Going Zero ist ein atemberaubender Thriller von einer Intensität und einem Tempo, wie ich ihn lange nicht mehr lesen durfte. So lässt sich McCarten nicht viel Zeit mit einer Exposition seiner Figuren, sondern stürzt Kaytlyn gleich mitten hinein in das Programm, das schon auf den ersten Seiten rasant beschleunigt, wenn Überwachungsteams und Drohnen Jagd auf die Bibliothekarin machen.

Ab Programmstart ist das Tempo hoch, das zumindest mich auch in eine moralische Zwickmühle brachte. Denn während natürlich ist diese Jagd unglaublich spannend und intensiv, wenn die Häscher den Probanden mit der ganzen Fülle an Überwachungstechnologie zu Leibe rücken und diese Person um Person zur Strecke bringen. Zugleich entsetzt die Wahl der Mittel, nicht nur wenn Cy Baxter als Befehlshaber die Verhältnismäßigkeit der Mittel völlig aus dem Blick verliert und schon einmal Kampfdrohnen in Stellung bringen lässt oder in kanadisches Hoheitsgebiet vordringt.

Schriftliche Aufgabe A:
Wer ist laut dem Lesetext der Befehlshaber?

Auflistung:
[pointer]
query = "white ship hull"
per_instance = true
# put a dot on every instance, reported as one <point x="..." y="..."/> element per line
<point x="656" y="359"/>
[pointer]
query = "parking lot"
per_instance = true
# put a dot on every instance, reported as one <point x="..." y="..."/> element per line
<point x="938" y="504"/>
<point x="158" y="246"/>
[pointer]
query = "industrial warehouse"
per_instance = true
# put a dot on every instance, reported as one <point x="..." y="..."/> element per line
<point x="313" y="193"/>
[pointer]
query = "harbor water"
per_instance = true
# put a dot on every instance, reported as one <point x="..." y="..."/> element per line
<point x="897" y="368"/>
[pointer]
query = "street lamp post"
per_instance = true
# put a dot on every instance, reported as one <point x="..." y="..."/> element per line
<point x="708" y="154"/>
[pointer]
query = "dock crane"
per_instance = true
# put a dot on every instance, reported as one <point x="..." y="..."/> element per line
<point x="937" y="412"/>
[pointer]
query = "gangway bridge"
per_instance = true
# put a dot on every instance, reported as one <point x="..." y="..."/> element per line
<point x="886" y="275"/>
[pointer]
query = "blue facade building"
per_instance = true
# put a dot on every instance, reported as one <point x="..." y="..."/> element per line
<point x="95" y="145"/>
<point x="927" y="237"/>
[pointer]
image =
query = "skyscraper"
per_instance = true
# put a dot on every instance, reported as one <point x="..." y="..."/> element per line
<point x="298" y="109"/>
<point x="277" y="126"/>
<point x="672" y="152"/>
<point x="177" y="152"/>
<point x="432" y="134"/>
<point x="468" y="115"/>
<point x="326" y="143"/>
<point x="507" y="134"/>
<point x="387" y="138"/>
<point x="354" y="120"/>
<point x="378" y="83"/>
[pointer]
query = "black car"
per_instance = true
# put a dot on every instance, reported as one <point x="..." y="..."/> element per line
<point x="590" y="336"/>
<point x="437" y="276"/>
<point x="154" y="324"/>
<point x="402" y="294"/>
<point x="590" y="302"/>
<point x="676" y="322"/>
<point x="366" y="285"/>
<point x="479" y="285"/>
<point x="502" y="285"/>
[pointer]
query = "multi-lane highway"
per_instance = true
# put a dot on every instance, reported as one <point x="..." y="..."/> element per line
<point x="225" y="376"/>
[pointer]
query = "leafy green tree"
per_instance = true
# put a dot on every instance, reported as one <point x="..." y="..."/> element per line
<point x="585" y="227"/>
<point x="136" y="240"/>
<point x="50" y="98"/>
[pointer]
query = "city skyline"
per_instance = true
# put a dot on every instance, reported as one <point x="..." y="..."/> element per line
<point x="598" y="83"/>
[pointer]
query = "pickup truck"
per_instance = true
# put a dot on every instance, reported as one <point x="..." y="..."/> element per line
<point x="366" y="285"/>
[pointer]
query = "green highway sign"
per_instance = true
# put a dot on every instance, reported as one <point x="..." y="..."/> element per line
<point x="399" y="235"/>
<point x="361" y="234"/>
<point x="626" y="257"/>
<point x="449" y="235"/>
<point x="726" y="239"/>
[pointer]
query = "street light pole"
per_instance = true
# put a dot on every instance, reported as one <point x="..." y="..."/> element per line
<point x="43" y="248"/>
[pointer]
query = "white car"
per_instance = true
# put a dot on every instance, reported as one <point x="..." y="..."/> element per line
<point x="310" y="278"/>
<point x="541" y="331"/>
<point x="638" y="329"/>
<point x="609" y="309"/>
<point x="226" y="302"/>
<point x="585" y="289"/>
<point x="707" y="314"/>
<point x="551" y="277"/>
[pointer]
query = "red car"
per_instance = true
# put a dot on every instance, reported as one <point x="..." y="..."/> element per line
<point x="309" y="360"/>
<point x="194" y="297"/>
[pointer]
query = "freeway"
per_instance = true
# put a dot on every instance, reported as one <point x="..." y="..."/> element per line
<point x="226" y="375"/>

Schriftliche Aufgabe B:
Sammle aus der Auflistung jede Zeile, in der die Zeichenfolge „green“ vorkommt. Achte dabei auf Groß- und Kleinschreibung.

Lösung A:
Cy Baxter.

Lösung B:
query = "leafy green tree"
query = "green highway sign"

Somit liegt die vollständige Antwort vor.